Rewrite the records below, changing every "instance" to "occurrence" and leaving all other text as it stands.

━━━━━ PROVIDED DATA

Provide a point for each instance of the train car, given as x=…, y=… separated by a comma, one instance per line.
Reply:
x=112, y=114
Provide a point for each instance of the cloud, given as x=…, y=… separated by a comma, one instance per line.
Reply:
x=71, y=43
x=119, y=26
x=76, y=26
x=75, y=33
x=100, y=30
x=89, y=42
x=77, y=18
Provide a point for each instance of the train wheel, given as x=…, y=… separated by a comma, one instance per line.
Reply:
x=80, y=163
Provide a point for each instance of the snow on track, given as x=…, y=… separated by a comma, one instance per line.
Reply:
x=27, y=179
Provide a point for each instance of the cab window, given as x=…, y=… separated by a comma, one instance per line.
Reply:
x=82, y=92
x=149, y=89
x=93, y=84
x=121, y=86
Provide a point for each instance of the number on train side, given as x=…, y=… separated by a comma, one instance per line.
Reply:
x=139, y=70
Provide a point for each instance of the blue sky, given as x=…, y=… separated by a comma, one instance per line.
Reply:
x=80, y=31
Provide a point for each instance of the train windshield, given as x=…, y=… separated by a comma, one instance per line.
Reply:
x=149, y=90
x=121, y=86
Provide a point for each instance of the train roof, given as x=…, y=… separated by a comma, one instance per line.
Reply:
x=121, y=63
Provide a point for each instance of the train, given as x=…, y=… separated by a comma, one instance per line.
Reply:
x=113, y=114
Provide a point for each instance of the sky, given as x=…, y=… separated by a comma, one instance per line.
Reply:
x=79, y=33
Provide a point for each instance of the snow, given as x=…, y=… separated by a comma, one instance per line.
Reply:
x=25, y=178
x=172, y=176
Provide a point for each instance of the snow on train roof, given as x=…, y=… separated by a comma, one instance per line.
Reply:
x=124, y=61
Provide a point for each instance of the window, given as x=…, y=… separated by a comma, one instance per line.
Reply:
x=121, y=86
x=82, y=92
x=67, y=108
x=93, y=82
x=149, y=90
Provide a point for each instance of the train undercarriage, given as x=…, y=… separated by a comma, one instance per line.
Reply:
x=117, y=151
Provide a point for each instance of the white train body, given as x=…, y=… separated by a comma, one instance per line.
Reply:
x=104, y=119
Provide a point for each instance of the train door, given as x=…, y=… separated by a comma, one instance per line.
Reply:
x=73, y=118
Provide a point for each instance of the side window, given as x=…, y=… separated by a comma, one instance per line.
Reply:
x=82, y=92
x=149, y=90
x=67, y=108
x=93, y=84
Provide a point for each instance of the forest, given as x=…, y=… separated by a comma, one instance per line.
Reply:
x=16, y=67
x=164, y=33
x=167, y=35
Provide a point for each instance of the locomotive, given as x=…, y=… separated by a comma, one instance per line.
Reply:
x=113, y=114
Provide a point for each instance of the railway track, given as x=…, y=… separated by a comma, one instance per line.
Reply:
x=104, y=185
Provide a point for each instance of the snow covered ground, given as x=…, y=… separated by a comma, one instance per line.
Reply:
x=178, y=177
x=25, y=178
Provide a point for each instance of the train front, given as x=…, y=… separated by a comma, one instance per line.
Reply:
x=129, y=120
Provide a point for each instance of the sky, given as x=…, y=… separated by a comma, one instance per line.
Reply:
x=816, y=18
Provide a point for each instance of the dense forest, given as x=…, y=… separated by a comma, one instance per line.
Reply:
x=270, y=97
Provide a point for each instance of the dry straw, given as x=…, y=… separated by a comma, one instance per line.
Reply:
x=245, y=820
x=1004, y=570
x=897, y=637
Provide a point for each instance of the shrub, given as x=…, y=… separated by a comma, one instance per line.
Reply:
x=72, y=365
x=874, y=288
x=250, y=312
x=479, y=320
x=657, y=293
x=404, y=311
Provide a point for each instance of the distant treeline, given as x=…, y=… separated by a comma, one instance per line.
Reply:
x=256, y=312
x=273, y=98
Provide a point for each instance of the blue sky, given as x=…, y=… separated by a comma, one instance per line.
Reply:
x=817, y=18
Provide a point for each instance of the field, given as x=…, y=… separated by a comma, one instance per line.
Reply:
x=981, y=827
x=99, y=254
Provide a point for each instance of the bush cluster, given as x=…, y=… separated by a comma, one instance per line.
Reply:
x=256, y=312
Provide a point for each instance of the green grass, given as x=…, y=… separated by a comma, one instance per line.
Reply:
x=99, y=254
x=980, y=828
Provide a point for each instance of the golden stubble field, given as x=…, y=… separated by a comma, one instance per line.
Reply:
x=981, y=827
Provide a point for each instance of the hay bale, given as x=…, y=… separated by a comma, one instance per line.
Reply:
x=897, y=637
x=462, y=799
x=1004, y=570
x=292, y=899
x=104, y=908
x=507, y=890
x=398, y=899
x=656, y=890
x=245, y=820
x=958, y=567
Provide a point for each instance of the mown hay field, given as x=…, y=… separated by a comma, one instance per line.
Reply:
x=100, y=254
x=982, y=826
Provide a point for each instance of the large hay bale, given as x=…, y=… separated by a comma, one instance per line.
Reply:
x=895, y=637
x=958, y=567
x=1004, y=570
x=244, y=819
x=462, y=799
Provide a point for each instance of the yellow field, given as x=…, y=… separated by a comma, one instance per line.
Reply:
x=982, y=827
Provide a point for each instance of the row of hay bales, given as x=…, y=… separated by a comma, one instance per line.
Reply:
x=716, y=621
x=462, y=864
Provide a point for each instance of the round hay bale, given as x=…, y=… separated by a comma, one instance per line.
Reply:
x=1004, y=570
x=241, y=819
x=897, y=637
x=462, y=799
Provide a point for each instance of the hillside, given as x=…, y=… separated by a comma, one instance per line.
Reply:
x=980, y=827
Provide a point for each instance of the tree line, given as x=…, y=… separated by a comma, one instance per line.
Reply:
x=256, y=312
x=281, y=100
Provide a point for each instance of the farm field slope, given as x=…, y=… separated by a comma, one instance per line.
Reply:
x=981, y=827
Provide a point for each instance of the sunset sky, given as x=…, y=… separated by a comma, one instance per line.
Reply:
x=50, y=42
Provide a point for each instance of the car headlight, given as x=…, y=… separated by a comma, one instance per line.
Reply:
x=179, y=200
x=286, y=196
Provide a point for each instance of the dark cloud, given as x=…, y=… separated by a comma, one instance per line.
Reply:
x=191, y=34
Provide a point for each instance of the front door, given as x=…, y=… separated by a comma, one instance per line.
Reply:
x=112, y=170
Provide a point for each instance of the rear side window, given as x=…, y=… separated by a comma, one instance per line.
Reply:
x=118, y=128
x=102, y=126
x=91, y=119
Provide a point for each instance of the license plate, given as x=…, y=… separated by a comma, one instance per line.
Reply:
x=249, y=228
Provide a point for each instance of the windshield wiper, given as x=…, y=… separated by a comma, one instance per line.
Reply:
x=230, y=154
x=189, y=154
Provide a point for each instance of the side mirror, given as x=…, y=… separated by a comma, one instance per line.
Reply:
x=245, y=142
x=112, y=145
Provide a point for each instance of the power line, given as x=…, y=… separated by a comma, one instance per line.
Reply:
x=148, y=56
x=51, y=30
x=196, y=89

━━━━━━━━━━

SOLUTION BELOW |
Provide a point for each occurrence of the train car, given as x=…, y=… separated by a comma, one occurrence per line.
Reply:
x=112, y=114
Provide a point for each occurrence of the cloud, given as x=…, y=… separated by a comma, one occurrence per line.
Reply:
x=71, y=43
x=119, y=26
x=76, y=26
x=75, y=33
x=100, y=30
x=89, y=42
x=77, y=18
Provide a point for each occurrence of the train wheel, given as x=…, y=… separated by a comma, one occurrence per line.
Reply:
x=80, y=163
Provide a point for each occurrence of the snow on track, given as x=…, y=… separated by a comma, one occurrence per line.
Reply:
x=27, y=179
Provide a point for each occurrence of the cab window, given as x=…, y=… separated by a comma, one occurrence per line.
Reply:
x=82, y=92
x=149, y=89
x=93, y=84
x=121, y=86
Provide a point for each occurrence of the number on train side, given as x=…, y=… separated by a comma, one occurrence per line.
Reply:
x=139, y=70
Provide a point for each occurrence of the blue sky, given as x=…, y=… separated by a comma, one occurrence per line.
Reply:
x=80, y=31
Provide a point for each occurrence of the train windshield, given as x=…, y=… separated by a comma, one occurrence per line.
Reply:
x=149, y=90
x=121, y=86
Provide a point for each occurrence of the train roof, given as x=…, y=… separated by a comma, one occurrence per line.
Reply:
x=121, y=63
Provide a point for each occurrence of the train, given as x=…, y=… separated by a comma, one occurrence per line.
Reply:
x=113, y=114
Provide a point for each occurrence of the sky, given as x=…, y=… separated by a comma, one occurrence per line.
Reply:
x=79, y=33
Provide a point for each occurrence of the snow, given as x=…, y=… separated by a comma, one occurrence per line.
Reply:
x=25, y=178
x=172, y=176
Provide a point for each occurrence of the snow on train roof, given as x=…, y=… separated by a comma, one occurrence per line.
Reply:
x=124, y=61
Provide a point for each occurrence of the window, given as x=…, y=… separated by a comma, one occurrence per line.
Reply:
x=121, y=86
x=82, y=92
x=67, y=108
x=93, y=82
x=149, y=90
Provide a point for each occurrence of the train undercarriage, given as x=…, y=… separated by a comma, one occurrence per line.
Reply:
x=117, y=151
Provide a point for each occurrence of the white train body, given as x=…, y=… separated by a comma, one occurrence per line.
Reply:
x=104, y=119
Provide a point for each occurrence of the train door, given as x=…, y=… separated by a comma, one occurrence per line.
Reply:
x=73, y=118
Provide a point for each occurrence of the side window, given as x=…, y=… separated by a comma, one occurrence per line.
Reply:
x=82, y=92
x=149, y=90
x=67, y=108
x=93, y=84
Provide a point for each occurrence of the forest, given as x=…, y=… separated by a comma, one occurrence per line.
Reply:
x=16, y=67
x=164, y=33
x=167, y=35
Provide a point for each occurrence of the locomotive, given as x=…, y=… separated by a comma, one occurrence per line.
Reply:
x=113, y=114
Provide a point for each occurrence of the railway track, given as x=…, y=… separated by a comma, one occurrence per line.
Reply:
x=104, y=185
Provide a point for each occurrence of the snow covered ground, given as x=…, y=… separated by a comma, one occurrence per line.
Reply:
x=178, y=177
x=25, y=178
Provide a point for each occurrence of the train front, given as x=…, y=… separated by a comma, one occurrence per line.
Reply:
x=129, y=120
Provide a point for each occurrence of the sky, given as x=…, y=… separated by a comma, one occurrence per line.
Reply:
x=816, y=18
Provide a point for each occurrence of the dense forest, given as x=…, y=… separated by a comma, one occurrence per line.
Reply:
x=270, y=97
Provide a point for each occurrence of the dry straw, given as x=…, y=… separated by a comma, one occurrence per line.
Reply:
x=245, y=820
x=1004, y=570
x=897, y=637
Provide a point for each occurrence of the shrub, given as x=…, y=… separated by a comma, one occurrence per line.
Reply:
x=72, y=365
x=874, y=288
x=250, y=312
x=479, y=320
x=657, y=293
x=404, y=311
Provide a point for each occurrence of the distant treeline, given as x=…, y=… separated by a comma, one occurrence per line.
Reply:
x=256, y=312
x=273, y=98
Provide a point for each occurrence of the blue sky, given as x=…, y=… separated by a comma, one occurrence per line.
Reply:
x=817, y=18
Provide a point for each occurrence of the field, given as x=…, y=… separated by a comma, one occurrence per line.
Reply:
x=981, y=827
x=99, y=254
Provide a point for each occurrence of the bush cluster, given as x=…, y=… separated by a comma, one occurrence per line.
Reply:
x=256, y=312
Provide a point for each occurrence of the green grass, given as x=…, y=… separated by a comma, one occurrence per line.
Reply:
x=99, y=254
x=980, y=828
Provide a point for each occurrence of the golden stubble field, given as x=…, y=… separated by a comma, one occurrence per line.
Reply:
x=981, y=827
Provide a point for each occurrence of the hay bale, given as x=…, y=… separated by a comma, one occurrence per line.
Reply:
x=897, y=637
x=462, y=799
x=1004, y=570
x=292, y=899
x=104, y=908
x=507, y=890
x=398, y=899
x=656, y=890
x=245, y=820
x=958, y=567
Provide a point for each occurrence of the mown hay field, given as x=…, y=… separated by a comma, one occurrence per line.
Reply:
x=100, y=254
x=982, y=826
Provide a point for each occurrence of the large hay bale, given as x=…, y=… separated by a comma, one occurrence per line.
Reply:
x=895, y=637
x=958, y=567
x=1004, y=570
x=244, y=819
x=462, y=799
Provide a point for each occurrence of the yellow field, given as x=…, y=… separated by a comma, one occurrence per line.
Reply:
x=982, y=827
Provide a point for each occurrence of the row of hay bales, given as x=…, y=… separated by a comma, one occurrence per line.
Reply:
x=716, y=621
x=462, y=864
Provide a point for each occurrence of the round hay bale, given as x=…, y=… separated by a comma, one occurrence per line.
Reply:
x=1004, y=570
x=241, y=819
x=897, y=637
x=462, y=799
Provide a point for each occurrence of the hillside, given as x=…, y=… separated by a comma, one occurrence per line.
Reply:
x=980, y=827
Provide a point for each occurrence of the tree line, given as x=…, y=… separated by a comma, one occurrence per line.
Reply:
x=256, y=312
x=281, y=100
Provide a point for each occurrence of the farm field slope, given as x=…, y=… separated by a comma, one occurrence per line.
Reply:
x=981, y=827
Provide a point for each occurrence of the sunset sky, given as x=…, y=… separated by a comma, one occurrence per line.
Reply:
x=50, y=42
Provide a point for each occurrence of the car headlight, given as x=…, y=… separated by a comma, one occurrence per line.
Reply:
x=179, y=200
x=286, y=196
Provide a point for each occurrence of the dark cloud, given as x=…, y=… separated by a comma, one occurrence per line.
Reply:
x=191, y=34
Provide a point for each occurrence of the front door, given as x=…, y=… separated by a comma, one occurrence per line.
Reply:
x=112, y=170
Provide a point for each occurrence of the rear side window, given as x=…, y=… separated by a comma, one occurrence per line.
Reply:
x=118, y=128
x=102, y=126
x=91, y=119
Provide a point for each occurrence of the license plate, given as x=…, y=… separated by a comma, one occurrence per line.
Reply:
x=249, y=228
Provide a point for each occurrence of the windshield wiper, given as x=…, y=… separated by a comma, one occurrence per line.
Reply:
x=230, y=154
x=189, y=154
Provide a point for each occurrence of the side mirror, given as x=…, y=… separated by a comma, one occurrence per line.
Reply:
x=245, y=142
x=112, y=145
Provide a point for each occurrence of the power line, given as x=…, y=… separated by a comma, one occurrence per line.
Reply:
x=148, y=56
x=51, y=30
x=196, y=89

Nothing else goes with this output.